• _Action item_: An exact copy of the records is required, minus the pictures they hold.

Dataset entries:
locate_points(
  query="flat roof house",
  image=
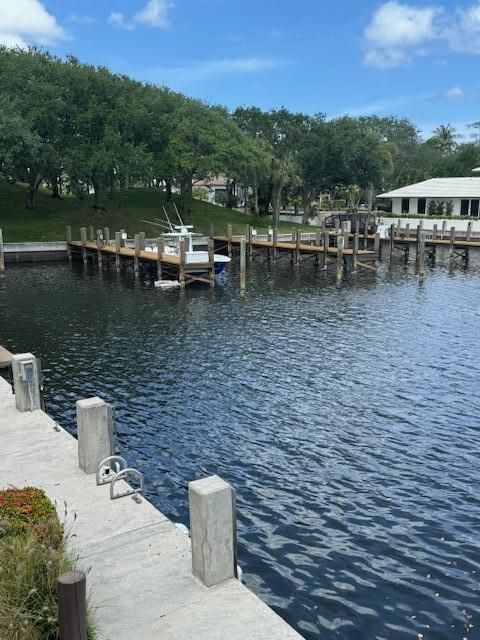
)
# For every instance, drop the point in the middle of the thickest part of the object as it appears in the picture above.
(437, 196)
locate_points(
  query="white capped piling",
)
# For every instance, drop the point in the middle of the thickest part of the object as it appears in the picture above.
(72, 605)
(212, 530)
(2, 253)
(26, 382)
(242, 264)
(95, 427)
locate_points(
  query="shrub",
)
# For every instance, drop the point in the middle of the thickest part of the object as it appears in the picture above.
(32, 556)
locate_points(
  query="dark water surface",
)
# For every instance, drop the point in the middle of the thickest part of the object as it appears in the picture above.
(347, 418)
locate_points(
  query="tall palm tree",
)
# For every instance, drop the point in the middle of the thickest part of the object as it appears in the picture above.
(445, 136)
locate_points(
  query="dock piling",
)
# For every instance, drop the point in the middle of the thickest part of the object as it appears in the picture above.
(26, 382)
(95, 428)
(2, 253)
(212, 530)
(242, 264)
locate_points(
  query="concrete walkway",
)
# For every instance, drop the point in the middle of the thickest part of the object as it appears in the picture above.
(140, 582)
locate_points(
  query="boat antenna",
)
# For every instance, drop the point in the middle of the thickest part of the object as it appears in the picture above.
(168, 219)
(178, 215)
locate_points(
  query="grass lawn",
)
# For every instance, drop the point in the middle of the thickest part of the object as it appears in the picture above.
(125, 211)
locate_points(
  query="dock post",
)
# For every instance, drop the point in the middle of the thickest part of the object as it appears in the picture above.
(229, 240)
(68, 236)
(99, 242)
(118, 244)
(392, 239)
(2, 253)
(298, 238)
(181, 267)
(340, 245)
(212, 530)
(326, 245)
(211, 260)
(72, 605)
(452, 242)
(242, 264)
(136, 257)
(160, 250)
(95, 428)
(83, 238)
(468, 236)
(26, 382)
(421, 254)
(356, 239)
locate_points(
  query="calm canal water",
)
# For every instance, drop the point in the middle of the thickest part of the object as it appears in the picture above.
(347, 418)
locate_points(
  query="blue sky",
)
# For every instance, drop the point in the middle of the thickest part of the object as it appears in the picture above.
(415, 59)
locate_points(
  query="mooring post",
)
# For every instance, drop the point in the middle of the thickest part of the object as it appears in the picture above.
(326, 246)
(421, 254)
(99, 247)
(211, 260)
(95, 428)
(229, 240)
(136, 257)
(183, 260)
(72, 605)
(452, 242)
(118, 244)
(468, 236)
(212, 530)
(356, 239)
(275, 243)
(392, 238)
(160, 250)
(68, 236)
(242, 264)
(298, 239)
(2, 253)
(83, 239)
(340, 246)
(26, 382)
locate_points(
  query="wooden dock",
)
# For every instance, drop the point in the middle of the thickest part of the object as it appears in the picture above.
(168, 267)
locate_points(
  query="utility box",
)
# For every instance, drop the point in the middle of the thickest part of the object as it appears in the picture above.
(26, 382)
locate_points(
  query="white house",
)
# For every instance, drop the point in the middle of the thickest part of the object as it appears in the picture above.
(438, 196)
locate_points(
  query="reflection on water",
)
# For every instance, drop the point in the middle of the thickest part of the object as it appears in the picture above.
(346, 417)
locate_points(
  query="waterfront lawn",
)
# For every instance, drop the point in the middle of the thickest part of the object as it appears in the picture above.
(127, 210)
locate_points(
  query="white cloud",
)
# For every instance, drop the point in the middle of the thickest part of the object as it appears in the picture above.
(464, 35)
(25, 22)
(154, 14)
(207, 69)
(455, 94)
(118, 20)
(398, 32)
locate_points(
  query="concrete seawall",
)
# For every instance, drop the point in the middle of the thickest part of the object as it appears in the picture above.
(140, 564)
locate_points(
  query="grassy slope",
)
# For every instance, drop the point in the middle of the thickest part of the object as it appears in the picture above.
(126, 211)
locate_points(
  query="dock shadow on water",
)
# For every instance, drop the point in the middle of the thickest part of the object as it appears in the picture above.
(347, 418)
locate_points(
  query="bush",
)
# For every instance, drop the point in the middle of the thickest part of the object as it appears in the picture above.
(32, 556)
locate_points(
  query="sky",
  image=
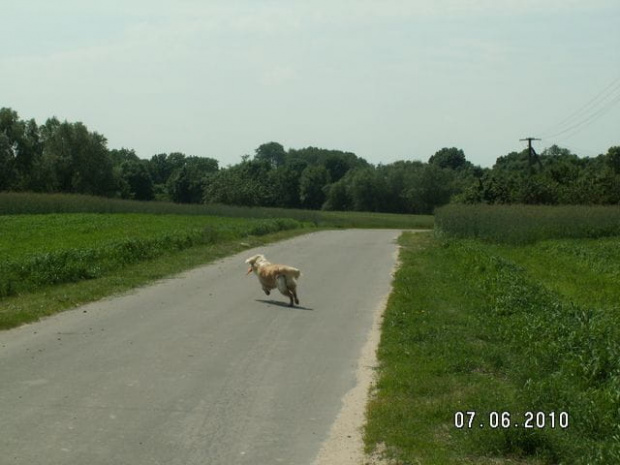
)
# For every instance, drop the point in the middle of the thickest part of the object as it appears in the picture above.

• _Output of the exercise_:
locate_points(
  query="flat roof house",
  image=
)
# For every instance, drop the point in the middle of the thickest part of the object as it appears in the picture above.
(437, 196)
locate_points(
  query="white capped piling",
)
# For every instance, drop the point in the middle of the thickest part of the object as it appears in the picture above.
(72, 605)
(212, 530)
(2, 253)
(26, 382)
(242, 264)
(95, 427)
locate_points(
  query="shrub",
)
# For every instance, drop the point in the middle of the thickest part of the object as it appears in the picture above.
(32, 556)
locate_points(
  query="dark water surface",
)
# For every instance, drop the point in the middle of the thickest part of the object as it appears in the picture above.
(347, 418)
locate_points(
  query="tall palm tree",
)
# For every instance, drop the point in the middle of the thickest part of the object as it appears in the picture above.
(445, 136)
locate_points(
  query="dock piling",
)
# For every instance, drop the point in the middle of the thickest part of the object as it appears in the picture above.
(26, 382)
(95, 428)
(2, 253)
(212, 530)
(242, 264)
locate_points(
  query="concrete walkway",
)
# For every instance, drop the point in the middle of the thickest part of the object as it appears in the picture above.
(140, 582)
locate_points(
  query="boat antenna",
)
# For every instance, drop the point in the middle of the thickest part of the object as it appears in the picture above.
(168, 219)
(178, 215)
locate_points(
  query="grass lawn",
)
# For every instance, drop the point in the middle of the thickest part of the object as it appears in the picture above.
(125, 211)
locate_points(
  query="dock post",
)
# For every instance, drop the point in the middle of the thickest part of the object as it appears in the picture above.
(229, 240)
(68, 236)
(99, 242)
(118, 244)
(392, 239)
(2, 253)
(298, 238)
(181, 267)
(340, 245)
(212, 530)
(326, 245)
(211, 260)
(72, 605)
(452, 242)
(242, 264)
(136, 257)
(160, 250)
(95, 428)
(83, 238)
(468, 236)
(26, 382)
(421, 254)
(356, 239)
locate_points(
  query="calm canal water",
)
# For every instance, drop the point in the middle of the thickest part of the object as it appears in the picture above.
(347, 418)
locate_points(
  query="blue sky",
)
# For every instance, drop the point in the middle of the thickest part of the object as it appears in the picture above.
(415, 59)
locate_points(
  query="mooring post",
)
# For every instance, drop the point in the middle of the thickest part of the object as it appears in the picture above.
(326, 246)
(421, 254)
(99, 247)
(211, 260)
(95, 428)
(229, 240)
(136, 257)
(183, 260)
(72, 605)
(452, 242)
(118, 244)
(468, 236)
(212, 530)
(356, 239)
(275, 243)
(392, 238)
(160, 250)
(68, 236)
(242, 264)
(298, 239)
(2, 253)
(83, 239)
(340, 246)
(26, 382)
locate_points(
  query="wooden dock",
)
# For every instance, drop the point in the middle of the thickest part of the object as it appears in the picture above.
(168, 267)
locate_points(
  query="utility box",
)
# For every instance, drop the point in the middle of the thickest part of the object as it appears in the picture above.
(26, 382)
locate_points(
  query="white house",
)
# For every instance, drop the point in the middle of the thickest part of the object as it appears in the picture above.
(438, 196)
locate_points(
  query="reflection on water",
)
# For every instance, drop the point in the middle of the thickest part of the object as it appears in the picture above.
(346, 417)
locate_points(
  query="waterfront lawn",
)
# For every instance, drop the point in the middle of the thickest part of the object as it appears in the picture above.
(127, 210)
locate_points(
  query="white cloud",
)
# For every instance, drop the point in the middle of the thickest part of the object as it appears in the picture above.
(464, 35)
(25, 22)
(154, 14)
(207, 69)
(455, 94)
(118, 20)
(398, 32)
locate_points(
  query="concrete seawall",
)
# For every instance, drop the point in the middle of the thickest part of the object as it appears in the picture above.
(140, 564)
locate_points(
  query="grassy slope",
)
# For every instance, drop the point in the middle of the thickest part of the object as it appears in the picture above.
(126, 211)
locate_points(
  query="dock shadow on water",
)
# For every instance, drop the point in the middle of the thickest part of the object as it appears in the picture above.
(347, 418)
locate_points(
  query="bush",
)
# For every instance, drop the point in the middle of the thickest part of the object as it appears in the picture above.
(32, 556)
locate_points(
  query="sky",
  image=
)
# For every instance, drop the point in the middle of the thickest part of the object as it appears in the picture above.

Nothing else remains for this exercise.